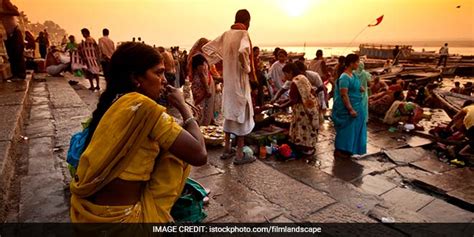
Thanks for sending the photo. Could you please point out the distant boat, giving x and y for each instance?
(267, 56)
(420, 75)
(451, 102)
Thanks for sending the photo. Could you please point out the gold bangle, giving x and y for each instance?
(187, 121)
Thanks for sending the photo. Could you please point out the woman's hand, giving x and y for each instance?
(175, 97)
(353, 113)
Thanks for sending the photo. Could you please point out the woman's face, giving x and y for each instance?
(281, 58)
(152, 83)
(288, 76)
(355, 65)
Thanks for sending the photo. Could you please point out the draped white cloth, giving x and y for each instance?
(233, 48)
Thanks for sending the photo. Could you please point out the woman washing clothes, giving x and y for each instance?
(204, 89)
(305, 125)
(348, 112)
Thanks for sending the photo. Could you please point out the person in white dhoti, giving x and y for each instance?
(234, 48)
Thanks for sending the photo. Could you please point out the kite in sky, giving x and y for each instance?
(379, 20)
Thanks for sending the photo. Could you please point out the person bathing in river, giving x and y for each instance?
(203, 89)
(319, 65)
(348, 113)
(411, 94)
(276, 73)
(305, 124)
(457, 88)
(378, 86)
(234, 48)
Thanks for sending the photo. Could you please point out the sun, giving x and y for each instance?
(294, 8)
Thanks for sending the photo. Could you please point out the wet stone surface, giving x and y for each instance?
(243, 204)
(12, 93)
(339, 213)
(408, 199)
(443, 212)
(465, 195)
(322, 190)
(40, 156)
(205, 171)
(299, 199)
(4, 147)
(42, 199)
(8, 120)
(432, 165)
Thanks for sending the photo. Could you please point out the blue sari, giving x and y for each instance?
(351, 133)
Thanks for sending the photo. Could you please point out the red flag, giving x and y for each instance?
(379, 20)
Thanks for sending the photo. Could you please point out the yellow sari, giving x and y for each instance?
(130, 143)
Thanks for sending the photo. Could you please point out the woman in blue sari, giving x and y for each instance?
(348, 112)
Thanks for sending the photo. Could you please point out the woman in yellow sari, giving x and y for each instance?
(137, 157)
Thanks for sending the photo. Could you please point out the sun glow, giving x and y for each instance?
(295, 8)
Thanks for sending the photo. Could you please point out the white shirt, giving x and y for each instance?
(276, 74)
(444, 50)
(106, 46)
(236, 92)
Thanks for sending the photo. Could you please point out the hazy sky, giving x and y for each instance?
(274, 22)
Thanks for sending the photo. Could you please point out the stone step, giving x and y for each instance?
(56, 113)
(13, 106)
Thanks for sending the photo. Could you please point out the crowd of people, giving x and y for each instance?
(137, 158)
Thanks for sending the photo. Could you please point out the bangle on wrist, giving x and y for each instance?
(188, 121)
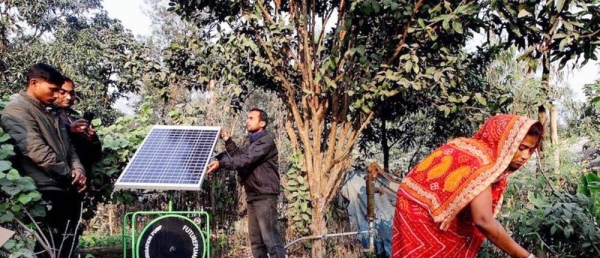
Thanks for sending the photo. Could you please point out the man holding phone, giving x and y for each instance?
(80, 129)
(45, 154)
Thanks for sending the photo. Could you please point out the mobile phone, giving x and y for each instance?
(89, 116)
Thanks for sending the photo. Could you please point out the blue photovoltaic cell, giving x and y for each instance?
(171, 157)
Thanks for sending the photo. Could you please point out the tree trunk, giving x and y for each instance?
(318, 228)
(384, 145)
(554, 136)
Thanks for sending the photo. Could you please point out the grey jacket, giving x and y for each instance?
(257, 165)
(44, 151)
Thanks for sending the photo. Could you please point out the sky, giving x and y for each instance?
(131, 14)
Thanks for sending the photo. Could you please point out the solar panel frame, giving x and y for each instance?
(196, 186)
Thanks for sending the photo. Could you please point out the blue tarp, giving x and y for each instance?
(355, 191)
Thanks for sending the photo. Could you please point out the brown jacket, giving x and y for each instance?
(44, 151)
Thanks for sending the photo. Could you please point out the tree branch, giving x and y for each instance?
(405, 33)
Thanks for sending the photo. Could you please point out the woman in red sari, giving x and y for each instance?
(447, 203)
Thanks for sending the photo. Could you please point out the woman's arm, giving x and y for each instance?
(483, 217)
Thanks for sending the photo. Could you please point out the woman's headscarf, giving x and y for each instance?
(454, 174)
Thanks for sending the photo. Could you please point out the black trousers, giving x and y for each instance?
(262, 227)
(60, 223)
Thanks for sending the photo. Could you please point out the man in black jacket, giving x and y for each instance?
(45, 153)
(82, 134)
(258, 168)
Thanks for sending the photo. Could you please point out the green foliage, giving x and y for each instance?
(85, 44)
(88, 241)
(119, 142)
(559, 223)
(569, 29)
(298, 196)
(590, 187)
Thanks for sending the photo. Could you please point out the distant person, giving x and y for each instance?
(447, 203)
(80, 130)
(258, 168)
(45, 153)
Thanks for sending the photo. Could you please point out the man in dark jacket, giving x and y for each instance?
(45, 153)
(258, 168)
(82, 134)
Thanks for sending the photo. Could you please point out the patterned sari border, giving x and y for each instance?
(486, 178)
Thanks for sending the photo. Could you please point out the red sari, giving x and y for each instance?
(432, 217)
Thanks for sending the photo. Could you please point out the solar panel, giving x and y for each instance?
(170, 158)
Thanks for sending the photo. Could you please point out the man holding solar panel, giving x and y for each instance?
(258, 167)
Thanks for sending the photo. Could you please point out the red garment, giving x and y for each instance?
(432, 217)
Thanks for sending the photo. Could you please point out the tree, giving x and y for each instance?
(329, 61)
(561, 31)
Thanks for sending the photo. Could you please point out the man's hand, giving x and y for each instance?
(79, 180)
(79, 126)
(224, 134)
(90, 133)
(212, 166)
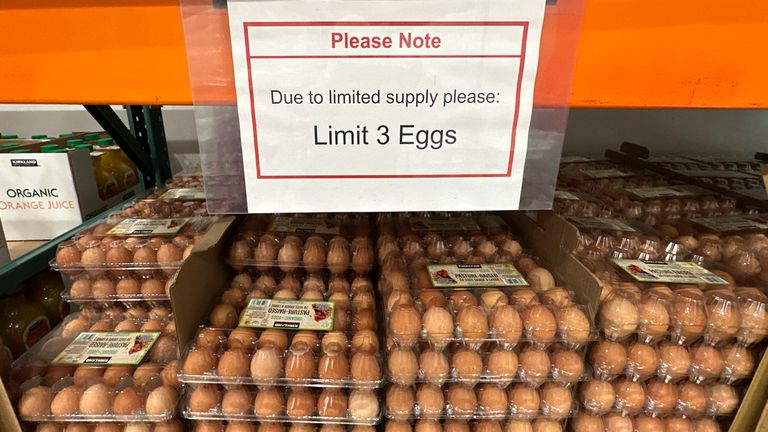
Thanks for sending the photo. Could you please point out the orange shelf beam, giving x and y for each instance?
(632, 53)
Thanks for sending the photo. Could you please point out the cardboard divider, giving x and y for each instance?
(201, 280)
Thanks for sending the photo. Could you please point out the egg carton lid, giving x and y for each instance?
(44, 352)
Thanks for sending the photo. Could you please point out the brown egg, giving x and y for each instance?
(334, 338)
(365, 341)
(301, 402)
(233, 363)
(85, 375)
(267, 363)
(203, 398)
(573, 325)
(428, 426)
(332, 402)
(630, 396)
(492, 399)
(224, 316)
(524, 400)
(274, 337)
(96, 399)
(430, 400)
(619, 317)
(300, 363)
(269, 402)
(539, 324)
(128, 401)
(567, 366)
(363, 404)
(534, 365)
(597, 396)
(365, 367)
(674, 360)
(472, 323)
(432, 298)
(661, 396)
(467, 365)
(461, 399)
(169, 375)
(144, 373)
(243, 338)
(506, 324)
(608, 358)
(688, 316)
(438, 324)
(502, 365)
(114, 374)
(405, 325)
(333, 364)
(402, 365)
(66, 401)
(462, 299)
(723, 399)
(585, 422)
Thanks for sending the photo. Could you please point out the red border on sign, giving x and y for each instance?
(523, 24)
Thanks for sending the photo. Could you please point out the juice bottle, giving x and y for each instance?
(22, 324)
(124, 174)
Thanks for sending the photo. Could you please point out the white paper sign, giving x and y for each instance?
(384, 105)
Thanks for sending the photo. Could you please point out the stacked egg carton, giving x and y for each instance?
(118, 273)
(669, 354)
(506, 354)
(241, 368)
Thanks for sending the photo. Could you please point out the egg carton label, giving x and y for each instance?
(305, 224)
(732, 223)
(429, 224)
(108, 348)
(589, 222)
(676, 272)
(148, 226)
(606, 173)
(475, 275)
(566, 196)
(288, 314)
(184, 194)
(661, 192)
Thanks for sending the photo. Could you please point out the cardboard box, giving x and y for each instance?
(45, 194)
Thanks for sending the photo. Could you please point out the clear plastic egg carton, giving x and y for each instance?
(173, 425)
(669, 362)
(487, 401)
(282, 404)
(311, 243)
(154, 207)
(658, 398)
(157, 320)
(488, 425)
(273, 357)
(250, 426)
(506, 323)
(122, 396)
(738, 245)
(119, 246)
(494, 364)
(348, 290)
(585, 421)
(684, 314)
(353, 298)
(109, 287)
(495, 244)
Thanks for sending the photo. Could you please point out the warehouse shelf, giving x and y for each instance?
(632, 53)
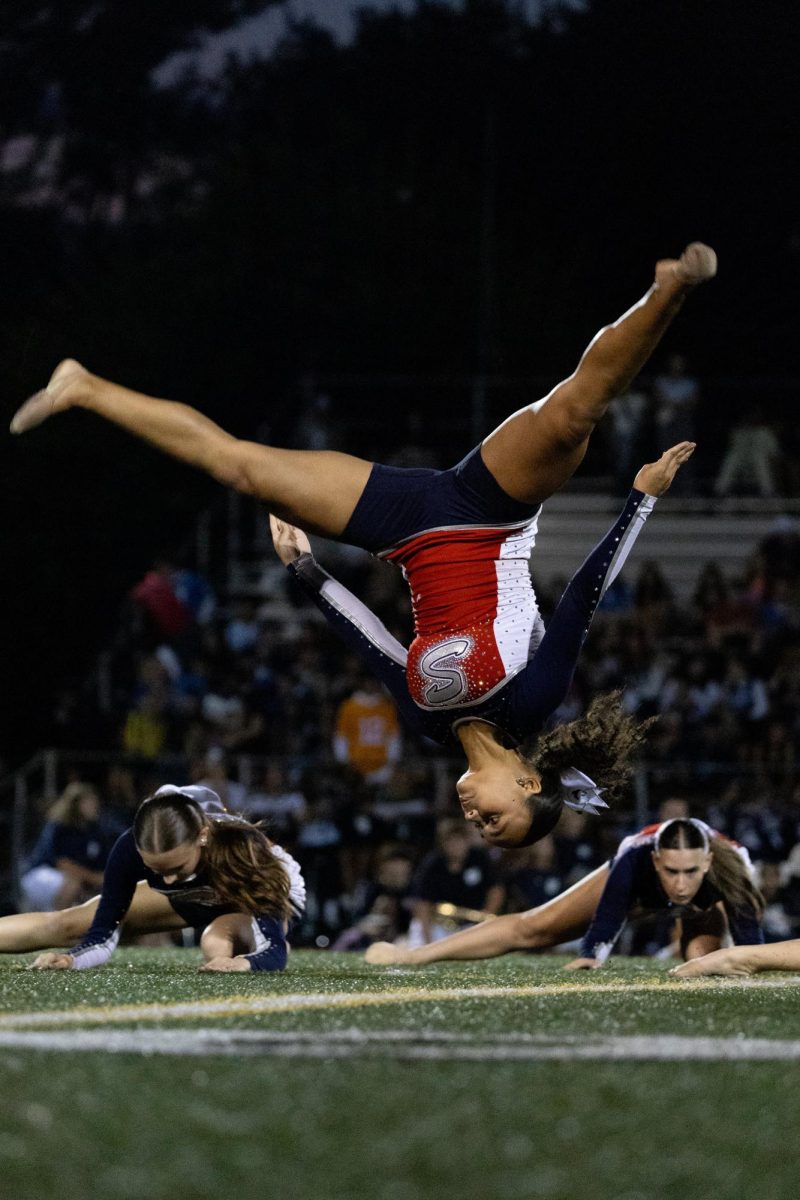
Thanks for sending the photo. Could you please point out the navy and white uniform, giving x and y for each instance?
(480, 648)
(635, 885)
(192, 899)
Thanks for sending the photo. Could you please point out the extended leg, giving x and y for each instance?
(539, 448)
(558, 921)
(317, 490)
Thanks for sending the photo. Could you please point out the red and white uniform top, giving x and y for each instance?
(476, 619)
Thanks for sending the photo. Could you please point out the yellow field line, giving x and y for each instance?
(236, 1006)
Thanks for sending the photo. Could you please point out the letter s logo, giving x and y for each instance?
(445, 678)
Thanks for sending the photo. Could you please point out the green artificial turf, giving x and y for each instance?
(383, 1127)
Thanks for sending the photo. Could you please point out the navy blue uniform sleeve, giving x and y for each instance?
(122, 873)
(546, 681)
(614, 905)
(745, 928)
(362, 631)
(271, 949)
(43, 852)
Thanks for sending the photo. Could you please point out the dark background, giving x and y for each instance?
(452, 192)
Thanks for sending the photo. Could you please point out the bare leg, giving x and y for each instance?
(549, 924)
(698, 947)
(317, 490)
(228, 936)
(745, 960)
(149, 912)
(537, 449)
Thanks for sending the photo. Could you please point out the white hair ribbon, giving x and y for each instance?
(579, 792)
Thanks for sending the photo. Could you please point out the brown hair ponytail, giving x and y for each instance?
(244, 871)
(731, 877)
(728, 871)
(601, 744)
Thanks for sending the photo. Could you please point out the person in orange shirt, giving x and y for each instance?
(367, 735)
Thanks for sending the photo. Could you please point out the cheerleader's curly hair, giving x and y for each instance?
(602, 744)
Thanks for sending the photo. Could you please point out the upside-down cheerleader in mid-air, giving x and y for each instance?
(186, 863)
(481, 666)
(681, 867)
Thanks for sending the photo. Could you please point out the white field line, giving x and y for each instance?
(401, 1044)
(293, 1002)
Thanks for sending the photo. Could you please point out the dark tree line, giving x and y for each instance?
(456, 191)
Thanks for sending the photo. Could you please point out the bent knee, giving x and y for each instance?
(68, 925)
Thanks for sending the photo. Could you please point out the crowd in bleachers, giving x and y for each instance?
(264, 705)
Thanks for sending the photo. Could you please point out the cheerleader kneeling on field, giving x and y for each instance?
(185, 863)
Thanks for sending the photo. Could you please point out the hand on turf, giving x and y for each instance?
(717, 963)
(52, 961)
(220, 964)
(289, 541)
(656, 477)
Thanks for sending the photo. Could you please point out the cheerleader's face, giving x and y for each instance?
(494, 799)
(681, 873)
(179, 864)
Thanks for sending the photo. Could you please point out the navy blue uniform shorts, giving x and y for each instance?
(401, 502)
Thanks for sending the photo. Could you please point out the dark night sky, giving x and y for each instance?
(76, 526)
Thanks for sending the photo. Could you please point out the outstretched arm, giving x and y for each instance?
(549, 924)
(318, 489)
(744, 960)
(96, 947)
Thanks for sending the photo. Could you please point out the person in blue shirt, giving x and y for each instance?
(66, 864)
(481, 666)
(185, 863)
(681, 867)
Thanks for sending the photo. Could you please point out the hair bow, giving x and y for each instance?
(579, 792)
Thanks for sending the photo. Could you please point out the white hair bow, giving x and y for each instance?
(579, 792)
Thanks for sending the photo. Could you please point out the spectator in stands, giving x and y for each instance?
(458, 873)
(214, 773)
(380, 905)
(367, 735)
(752, 459)
(145, 727)
(627, 420)
(779, 924)
(683, 865)
(66, 864)
(533, 876)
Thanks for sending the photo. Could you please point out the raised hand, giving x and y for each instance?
(289, 541)
(656, 477)
(52, 961)
(384, 954)
(222, 964)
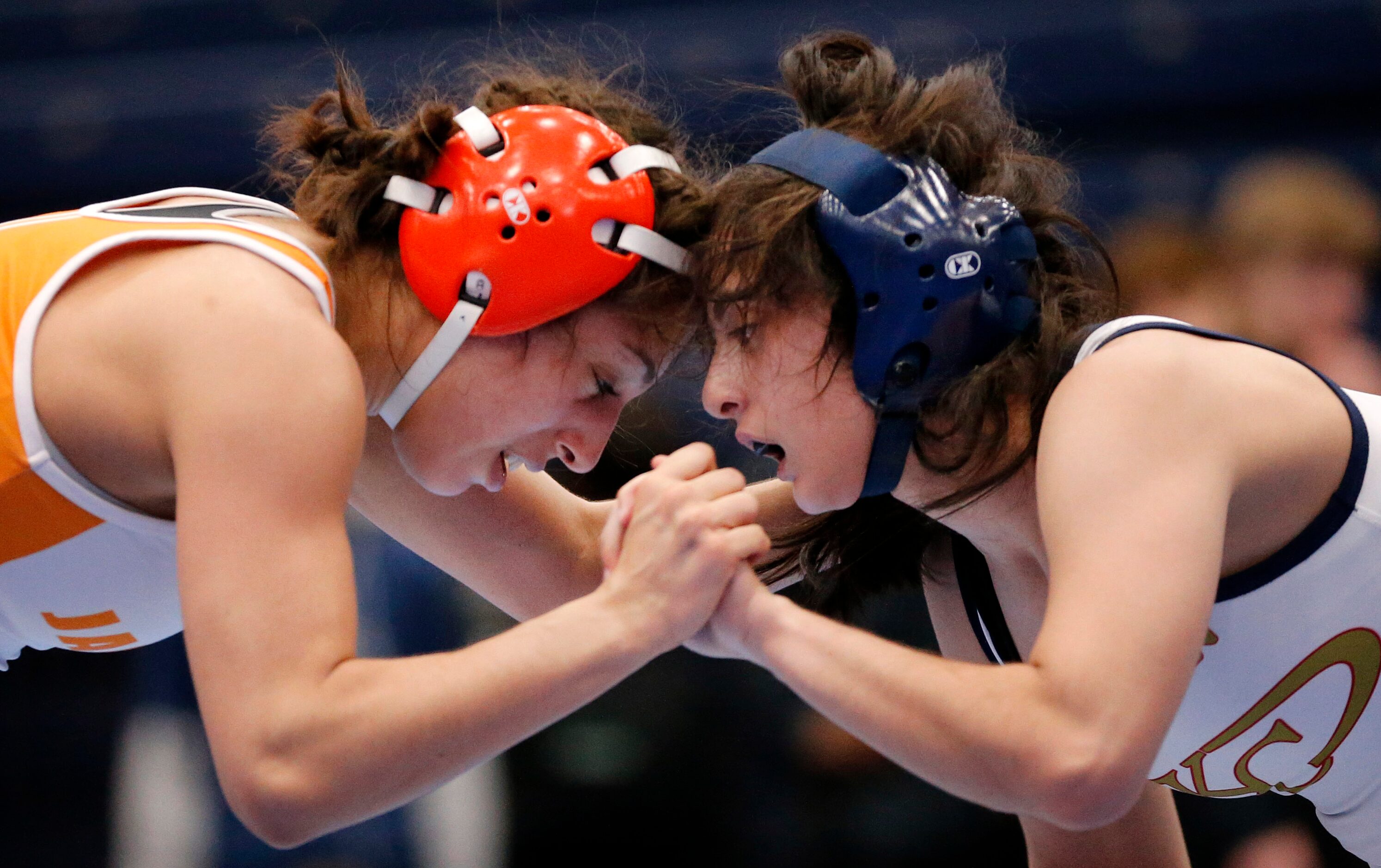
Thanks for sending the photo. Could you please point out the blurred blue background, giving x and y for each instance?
(691, 761)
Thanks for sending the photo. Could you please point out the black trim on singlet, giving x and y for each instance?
(976, 581)
(985, 612)
(202, 210)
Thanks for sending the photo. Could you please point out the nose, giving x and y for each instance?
(581, 445)
(723, 394)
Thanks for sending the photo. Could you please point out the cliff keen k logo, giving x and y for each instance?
(963, 264)
(517, 206)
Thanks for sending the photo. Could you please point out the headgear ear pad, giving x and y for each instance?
(940, 278)
(526, 217)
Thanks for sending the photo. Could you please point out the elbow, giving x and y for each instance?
(280, 805)
(1088, 789)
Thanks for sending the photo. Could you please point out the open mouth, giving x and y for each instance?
(768, 450)
(518, 461)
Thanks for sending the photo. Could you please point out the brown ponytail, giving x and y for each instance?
(763, 251)
(336, 159)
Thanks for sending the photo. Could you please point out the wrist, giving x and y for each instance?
(640, 624)
(765, 627)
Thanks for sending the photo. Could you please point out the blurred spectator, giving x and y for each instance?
(1297, 238)
(1163, 267)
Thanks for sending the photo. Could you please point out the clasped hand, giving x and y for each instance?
(680, 547)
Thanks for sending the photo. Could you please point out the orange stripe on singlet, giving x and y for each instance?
(34, 517)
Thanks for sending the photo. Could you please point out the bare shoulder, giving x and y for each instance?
(1173, 387)
(228, 325)
(1147, 381)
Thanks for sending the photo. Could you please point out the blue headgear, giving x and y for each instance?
(940, 276)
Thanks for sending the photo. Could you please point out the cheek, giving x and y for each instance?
(833, 454)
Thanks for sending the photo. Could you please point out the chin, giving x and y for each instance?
(817, 500)
(442, 482)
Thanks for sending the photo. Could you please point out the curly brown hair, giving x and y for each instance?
(336, 159)
(763, 251)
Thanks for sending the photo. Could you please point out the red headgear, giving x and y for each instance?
(528, 216)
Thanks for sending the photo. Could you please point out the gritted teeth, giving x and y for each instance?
(518, 461)
(768, 450)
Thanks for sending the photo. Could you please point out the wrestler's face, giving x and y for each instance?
(525, 399)
(790, 401)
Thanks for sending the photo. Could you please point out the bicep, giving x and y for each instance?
(1147, 837)
(526, 548)
(266, 428)
(1133, 497)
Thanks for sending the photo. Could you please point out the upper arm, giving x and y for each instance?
(264, 416)
(526, 548)
(1134, 477)
(1147, 837)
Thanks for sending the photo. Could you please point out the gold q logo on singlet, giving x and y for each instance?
(1359, 649)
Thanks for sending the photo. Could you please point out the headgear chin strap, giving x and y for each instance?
(528, 216)
(940, 278)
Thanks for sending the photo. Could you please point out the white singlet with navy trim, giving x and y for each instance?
(1283, 699)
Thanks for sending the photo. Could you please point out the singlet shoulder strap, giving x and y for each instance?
(221, 221)
(976, 580)
(985, 613)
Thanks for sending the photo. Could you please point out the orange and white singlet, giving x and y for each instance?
(1285, 696)
(79, 569)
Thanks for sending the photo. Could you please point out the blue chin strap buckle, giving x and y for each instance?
(940, 278)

========================================================================

- **Work to do**: Reproduce the lines word for word, starting at the one holding "red headgear, giving" and ending at the final line of the material above.

- **Solution for this exercise**:
Thanks for sending the photo. Could you please point out the red headgear, giving x and y for each instance?
(528, 216)
Thanks for sending the photo. Could you please point out the gritted teeth, giving x and y for each instance?
(518, 461)
(768, 450)
Thanks for sending the photo. Could you please point out the wrestler's face, giving x and y for each instance?
(525, 399)
(790, 401)
Thanks for sending the photo. Could you please point out the bicep, giving x and y for each instance?
(1147, 837)
(526, 548)
(266, 428)
(1133, 497)
Thanks for sending the photo. Could you please point out the upper arm, giving x and y for each instance?
(264, 416)
(526, 548)
(1134, 477)
(1147, 837)
Thanks for sending the photo. Could you please point out the gold q logo on singlet, giving x and y for each instance?
(1359, 649)
Thanks for sending the photo. Could you please point out the headgear chin strap, giving x and y for each instance?
(528, 216)
(940, 278)
Thanks for sending the photo. Could you please point out the white singlet with navy trim, giving x and y for each instance?
(1283, 699)
Thanks for sending the photo. Could you please point out the singlet shoulder strap, giving x and y for each instance?
(221, 221)
(976, 580)
(985, 613)
Thanks for sending the photo. Could you please point out the orange and white singlet, giving x and y for each instance?
(1285, 696)
(79, 569)
Thanks for sending the photo. Could you please point out the blue chin strap buckle, giving x and y for each instance?
(940, 278)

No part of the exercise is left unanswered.